- [DOCUMENT EXCERPT]:
┏━━
Unless the List entry states otherwise, it includes both the structure itself and any object or structure fixed to it (whether inside or outside) as well as any object or structure within the curtilage of the building.
For these purposes, to be included within the curtilage of the building, the object or structure must have formed part of the land since before 1st July 1948.
The scope of legal protection for listed buildings
This List entry helps identify the building designated at this address for its special architectural or historic interest.
Unless the List entry states otherwise, it includes both the structure itself and any object or structure fixed to it (whether inside or outside) as well as any object or structure within the curtilage of the building.
For these purposes, to be included within the curtilage of the building, the object or structure must have formed part of the land since before 1st July 1948.
Location
- Statutory Address:
- The Cauliflower, 553 High Road, Ilford, Essex, IG1 1TZ
The building or site itself may lie within the boundary of more than one authority.
- County:
- Greater London Authority
- District:
- Redbridge (London Borough)
┗━━
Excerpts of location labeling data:
┏━━
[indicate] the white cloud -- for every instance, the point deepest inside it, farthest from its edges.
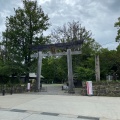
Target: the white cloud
(98, 16)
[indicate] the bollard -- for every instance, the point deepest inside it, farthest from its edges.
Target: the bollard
(3, 92)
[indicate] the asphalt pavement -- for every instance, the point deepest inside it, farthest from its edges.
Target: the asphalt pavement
(58, 106)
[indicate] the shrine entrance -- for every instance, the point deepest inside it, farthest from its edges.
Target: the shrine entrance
(54, 47)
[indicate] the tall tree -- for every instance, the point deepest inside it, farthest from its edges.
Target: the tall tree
(117, 24)
(24, 29)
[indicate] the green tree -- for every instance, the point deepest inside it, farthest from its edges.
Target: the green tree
(24, 29)
(117, 24)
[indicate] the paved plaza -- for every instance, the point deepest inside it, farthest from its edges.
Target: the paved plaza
(46, 106)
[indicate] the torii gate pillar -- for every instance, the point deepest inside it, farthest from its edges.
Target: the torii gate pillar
(70, 72)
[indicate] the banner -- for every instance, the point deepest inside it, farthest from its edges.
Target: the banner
(28, 86)
(89, 88)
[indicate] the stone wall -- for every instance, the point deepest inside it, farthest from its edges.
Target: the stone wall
(104, 88)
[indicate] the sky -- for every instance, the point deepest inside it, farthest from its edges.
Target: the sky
(98, 16)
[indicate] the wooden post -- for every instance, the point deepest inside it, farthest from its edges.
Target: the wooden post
(70, 72)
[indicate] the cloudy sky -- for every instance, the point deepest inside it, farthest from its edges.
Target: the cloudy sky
(98, 16)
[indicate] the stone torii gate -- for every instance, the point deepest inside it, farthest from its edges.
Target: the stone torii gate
(69, 54)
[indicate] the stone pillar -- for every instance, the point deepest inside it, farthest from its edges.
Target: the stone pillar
(70, 72)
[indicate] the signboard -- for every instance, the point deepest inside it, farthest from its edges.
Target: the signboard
(58, 45)
(89, 88)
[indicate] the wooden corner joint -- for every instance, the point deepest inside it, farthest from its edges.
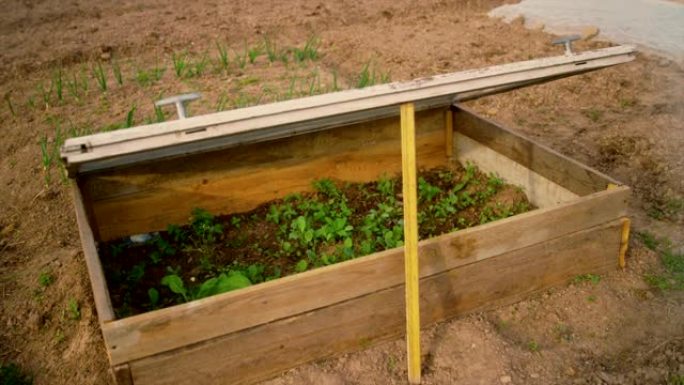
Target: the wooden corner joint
(624, 241)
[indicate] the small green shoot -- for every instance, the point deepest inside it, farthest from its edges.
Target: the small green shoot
(118, 76)
(309, 51)
(100, 76)
(223, 60)
(130, 122)
(8, 99)
(11, 374)
(180, 64)
(73, 310)
(45, 279)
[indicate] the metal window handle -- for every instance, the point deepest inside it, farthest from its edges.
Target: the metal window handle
(179, 101)
(567, 42)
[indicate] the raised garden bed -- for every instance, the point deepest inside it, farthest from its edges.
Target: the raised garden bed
(141, 180)
(258, 331)
(338, 222)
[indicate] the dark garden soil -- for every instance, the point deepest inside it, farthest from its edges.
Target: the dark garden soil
(338, 222)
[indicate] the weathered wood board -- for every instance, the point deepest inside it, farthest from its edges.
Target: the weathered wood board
(261, 352)
(577, 229)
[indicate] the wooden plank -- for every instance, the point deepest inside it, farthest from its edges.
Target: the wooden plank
(265, 351)
(410, 200)
(449, 133)
(103, 304)
(557, 167)
(277, 120)
(122, 374)
(148, 198)
(539, 190)
(166, 329)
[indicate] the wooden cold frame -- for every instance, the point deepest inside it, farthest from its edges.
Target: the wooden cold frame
(577, 229)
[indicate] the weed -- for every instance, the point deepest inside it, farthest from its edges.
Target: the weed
(673, 276)
(11, 374)
(46, 279)
(366, 77)
(253, 53)
(593, 114)
(73, 309)
(148, 77)
(130, 117)
(222, 101)
(118, 76)
(241, 59)
(533, 346)
(309, 51)
(593, 278)
(8, 99)
(223, 60)
(58, 81)
(159, 114)
(100, 76)
(59, 336)
(271, 49)
(180, 64)
(198, 67)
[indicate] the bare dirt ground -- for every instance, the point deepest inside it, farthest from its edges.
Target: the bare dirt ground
(625, 121)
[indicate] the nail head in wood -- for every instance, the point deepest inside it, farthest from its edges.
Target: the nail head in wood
(179, 101)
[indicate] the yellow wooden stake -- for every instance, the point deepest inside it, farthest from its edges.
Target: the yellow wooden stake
(624, 241)
(408, 156)
(449, 133)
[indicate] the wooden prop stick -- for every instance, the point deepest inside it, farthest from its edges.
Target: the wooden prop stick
(449, 133)
(408, 156)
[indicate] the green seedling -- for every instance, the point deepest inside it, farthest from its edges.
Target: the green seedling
(159, 114)
(10, 106)
(594, 114)
(221, 103)
(58, 81)
(253, 53)
(271, 49)
(180, 64)
(100, 76)
(73, 309)
(533, 346)
(118, 76)
(11, 374)
(366, 77)
(223, 59)
(148, 77)
(309, 51)
(130, 122)
(45, 279)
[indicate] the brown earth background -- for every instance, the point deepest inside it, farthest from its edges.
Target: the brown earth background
(625, 121)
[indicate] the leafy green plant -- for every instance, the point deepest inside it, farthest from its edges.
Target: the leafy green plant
┗━━
- [REQUIRED TASKS]:
a) According to the listed building entry, what does a List entry include unless it states otherwise? List each item.
b) Summarize the listed building entry in two sentences.
c) In the listed building entry, which district is given for the building?
The data is separate material, apart from the listed building entry.

- [THE RESULTS]:
a)
- The structure itself
- Any object or structure fixed to it, whether inside or outside
- Any object or structure within the curtilage of the building

b) The List entry identifies the building at The Cauliflower, 553 High Road, Ilford, Essex, IG1 1TZ, which is designated for its special architectural or historic interest and lies in the Greater London Authority and the London Borough of Redbridge. Unless the entry states otherwise, protection covers the structure, anything fixed to it, and any object or structure within its curtilage that has formed part of the land since before 1st July 1948.

c) Redbridge (London Borough)